> **Extrait choisi**:
Architecte, designer, artiste, scénographe, directeur artistique, enseignant, Didier Faustino est un caméléon au service du corps humain pour lutter contre l’emprise des technologies et des pouvoirs en place. Volet 1 – Les fondements d’une démarche d’avant-garde.
Depuis maintenant vingt ans, entre Paris et Lisbonne, Didier Faustino cherche à nous mettre dans la peau d’un survivant en milieu hostile, à nous surprotéger dans un volume clos, ou encore à nous offrir des objets pour naviguer entre ces deux environnements.
Une architecture homéopathique
Tout a commencé avec son diplôme d’architecture «Body Building» – couverture du #245 d’art press (avril 1999) – dont l’image choc, dans un plan sans visage, représente un homme adepte du culturisme. Au milieu, sur le corps, en capitales blanches sans empattement, le mot «building», avec en son centre, dans un corps plus petit, en noir, le mot «body» et autour, comme une nomenclature, une myriade de mots-clés.

> **Lignes de données**:
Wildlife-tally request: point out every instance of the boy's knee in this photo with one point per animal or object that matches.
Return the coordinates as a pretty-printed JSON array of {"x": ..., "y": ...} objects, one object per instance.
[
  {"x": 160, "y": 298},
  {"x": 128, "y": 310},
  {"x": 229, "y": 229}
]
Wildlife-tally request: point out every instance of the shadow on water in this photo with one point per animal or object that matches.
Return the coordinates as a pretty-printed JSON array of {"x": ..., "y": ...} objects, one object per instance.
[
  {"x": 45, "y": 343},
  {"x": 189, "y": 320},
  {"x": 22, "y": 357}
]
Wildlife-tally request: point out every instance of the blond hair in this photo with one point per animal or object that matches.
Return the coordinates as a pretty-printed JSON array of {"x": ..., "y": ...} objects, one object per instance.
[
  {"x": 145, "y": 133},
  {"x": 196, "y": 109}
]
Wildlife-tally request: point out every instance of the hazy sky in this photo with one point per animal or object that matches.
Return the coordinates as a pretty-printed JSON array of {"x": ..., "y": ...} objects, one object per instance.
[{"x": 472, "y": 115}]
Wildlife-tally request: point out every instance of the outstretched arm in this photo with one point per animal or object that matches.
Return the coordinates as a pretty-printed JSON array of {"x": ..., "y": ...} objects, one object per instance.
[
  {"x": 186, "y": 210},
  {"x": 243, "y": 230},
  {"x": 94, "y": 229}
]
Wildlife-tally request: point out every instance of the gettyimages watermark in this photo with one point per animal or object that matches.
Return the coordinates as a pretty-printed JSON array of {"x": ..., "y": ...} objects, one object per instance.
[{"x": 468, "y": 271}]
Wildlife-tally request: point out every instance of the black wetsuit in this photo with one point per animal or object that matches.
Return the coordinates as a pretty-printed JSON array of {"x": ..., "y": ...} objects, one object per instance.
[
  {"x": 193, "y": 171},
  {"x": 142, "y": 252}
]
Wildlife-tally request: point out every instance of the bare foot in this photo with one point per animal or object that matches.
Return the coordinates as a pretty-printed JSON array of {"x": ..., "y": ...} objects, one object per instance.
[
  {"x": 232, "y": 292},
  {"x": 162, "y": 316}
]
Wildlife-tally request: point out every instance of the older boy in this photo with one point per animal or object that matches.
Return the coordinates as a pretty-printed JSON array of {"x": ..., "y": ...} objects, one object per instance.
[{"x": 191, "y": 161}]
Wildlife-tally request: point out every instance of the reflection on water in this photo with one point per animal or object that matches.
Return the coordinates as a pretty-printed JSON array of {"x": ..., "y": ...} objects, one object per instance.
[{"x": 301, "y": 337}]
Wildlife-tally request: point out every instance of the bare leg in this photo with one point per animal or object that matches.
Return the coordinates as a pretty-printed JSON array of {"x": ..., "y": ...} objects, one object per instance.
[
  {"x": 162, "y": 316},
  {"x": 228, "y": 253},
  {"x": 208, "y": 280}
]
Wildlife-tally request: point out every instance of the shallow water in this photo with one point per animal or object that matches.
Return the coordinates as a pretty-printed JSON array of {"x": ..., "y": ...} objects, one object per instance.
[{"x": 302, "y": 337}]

> **Consigne**:
Recopiez mot pour mot, dans le texte sur Didier Faustino, le passage qui va de « Depuis maintenant vingt » jusqu'à « myriade de mots-clés. ». Les enregistrements forment un matériau distinct du texte.

> **Réponse**:
Depuis maintenant vingt ans, entre Paris et Lisbonne, Didier Faustino cherche à nous mettre dans la peau d’un survivant en milieu hostile, à nous surprotéger dans un volume clos, ou encore à nous offrir des objets pour naviguer entre ces deux environnements.
Une architecture homéopathique
Tout a commencé avec son diplôme d’architecture «Body Building» – couverture du #245 d’art press (avril 1999) – dont l’image choc, dans un plan sans visage, représente un homme adepte du culturisme. Au milieu, sur le corps, en capitales blanches sans empattement, le mot «building», avec en son centre, dans un corps plus petit, en noir, le mot «body» et autour, comme une nomenclature, une myriade de mots-clés.